*Material provided:*
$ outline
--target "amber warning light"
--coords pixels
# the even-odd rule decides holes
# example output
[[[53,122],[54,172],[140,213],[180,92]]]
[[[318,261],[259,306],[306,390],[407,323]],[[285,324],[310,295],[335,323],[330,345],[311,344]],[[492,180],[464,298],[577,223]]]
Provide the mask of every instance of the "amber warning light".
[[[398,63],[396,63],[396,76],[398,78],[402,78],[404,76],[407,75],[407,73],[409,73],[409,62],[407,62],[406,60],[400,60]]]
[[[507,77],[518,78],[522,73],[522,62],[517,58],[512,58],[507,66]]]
==
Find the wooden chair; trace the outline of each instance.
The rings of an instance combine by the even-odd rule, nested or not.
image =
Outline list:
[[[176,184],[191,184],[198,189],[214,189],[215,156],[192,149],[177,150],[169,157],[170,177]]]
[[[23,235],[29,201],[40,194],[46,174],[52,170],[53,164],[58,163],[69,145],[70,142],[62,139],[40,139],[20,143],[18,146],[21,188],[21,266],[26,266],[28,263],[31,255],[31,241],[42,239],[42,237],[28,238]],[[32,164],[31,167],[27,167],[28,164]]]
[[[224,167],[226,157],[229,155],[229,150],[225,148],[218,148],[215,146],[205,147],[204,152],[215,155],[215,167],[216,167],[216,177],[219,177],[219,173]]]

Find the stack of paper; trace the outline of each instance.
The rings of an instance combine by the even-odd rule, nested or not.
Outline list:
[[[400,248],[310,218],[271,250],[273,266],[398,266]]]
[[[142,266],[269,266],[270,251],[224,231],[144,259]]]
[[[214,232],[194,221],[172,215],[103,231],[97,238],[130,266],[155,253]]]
---
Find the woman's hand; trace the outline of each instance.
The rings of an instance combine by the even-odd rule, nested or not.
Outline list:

*What is being asked:* Go through the entries above and copy out every line that includes the word "trace".

*Result of this task:*
Find the wooden chair; trace the outline of each instance.
Find the stack of paper; trace the outline of each instance.
Find the woman's hand; trace the outline of each instance.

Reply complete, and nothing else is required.